§ Task to carry out: Reproduce every item below word for word, leaving out the pictures.

§ The input:
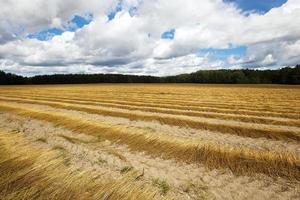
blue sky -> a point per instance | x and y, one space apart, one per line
75 23
159 37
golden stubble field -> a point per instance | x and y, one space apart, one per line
138 141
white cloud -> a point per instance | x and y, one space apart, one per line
133 44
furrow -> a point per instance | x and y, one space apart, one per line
239 160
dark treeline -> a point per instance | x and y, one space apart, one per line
242 76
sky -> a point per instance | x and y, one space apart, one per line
147 37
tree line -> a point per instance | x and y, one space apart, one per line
287 75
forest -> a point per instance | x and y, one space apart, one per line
287 75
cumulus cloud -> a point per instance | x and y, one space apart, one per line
131 42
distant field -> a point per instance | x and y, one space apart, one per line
139 141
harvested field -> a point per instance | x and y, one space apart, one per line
137 141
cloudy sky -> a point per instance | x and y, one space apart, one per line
153 37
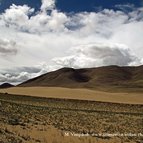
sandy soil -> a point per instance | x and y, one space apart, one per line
83 94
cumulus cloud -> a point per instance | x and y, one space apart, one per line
20 74
47 5
7 47
98 54
85 39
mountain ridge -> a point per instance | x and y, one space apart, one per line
128 76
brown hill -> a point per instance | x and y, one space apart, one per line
110 76
6 85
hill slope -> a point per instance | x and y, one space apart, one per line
6 85
110 76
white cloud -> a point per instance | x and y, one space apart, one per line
7 47
47 5
83 39
97 54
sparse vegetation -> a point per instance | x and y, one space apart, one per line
26 119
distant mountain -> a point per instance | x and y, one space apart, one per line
109 76
6 85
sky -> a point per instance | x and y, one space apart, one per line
38 36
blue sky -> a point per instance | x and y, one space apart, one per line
38 36
74 5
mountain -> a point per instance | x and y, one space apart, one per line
109 76
6 85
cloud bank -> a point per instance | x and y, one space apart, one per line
58 39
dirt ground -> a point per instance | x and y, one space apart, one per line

§ Exercise result:
blue sky -> a point per instance | x and y, one space apart, one per line
75 23
159 37
golden stubble field -> a point per instance | x and y, one space apart, one per line
138 141
white cloud -> a point per instance | x and y, one space apart, one per line
133 44
furrow -> a point per instance | x and y, one space apart, one per line
239 160
dark treeline -> a point per instance | x and y, one space apart, one per line
242 76
sky -> a point per instance | x and y, one space apart, one per line
147 37
tree line -> a point per instance | x and y, one space apart, one per line
287 75
forest -> a point per instance | x and y, one space apart, one per line
287 75
cumulus cloud -> a point per instance | x and y, one space apart, one per line
131 42
distant field -> a point per instance | x and y, one space apart, one per line
139 141
harvested field -> a point per instance | x and y, one space apart, one per line
137 141
cloudy sky -> a point per instance | x and y, one space apart, one per line
153 37
sandy soil -> a point per instance | x and y, one space apart, one per line
83 94
cumulus cloud -> a point per instance | x and y, one space apart, one per line
20 74
47 5
7 47
98 54
85 39
mountain ridge -> a point per instance | x and y, one space apart, one per line
128 76
brown hill -> a point per instance | x and y, one space apart, one per line
110 76
6 85
hill slope -> a point per instance | x and y, one space apart, one per line
6 85
110 76
white cloud -> a point per instance | x and y, one space apart, one per line
7 47
47 5
83 39
97 54
sparse vegetation -> a point per instance | x and y, one space apart, one per line
26 119
distant mountain -> a point per instance | x and y, one space apart, one per line
109 76
6 85
sky -> a point per instance | x and y, one space apart, one per line
38 36
blue sky -> a point per instance | x and y, one space apart, one per line
38 36
74 5
mountain -> a point per instance | x and y, one space apart, one per line
109 76
6 85
cloud bank -> a point per instance | x and y, one space apart, one per line
58 39
dirt ground -> a point per instance | x and y, one space apart, one per line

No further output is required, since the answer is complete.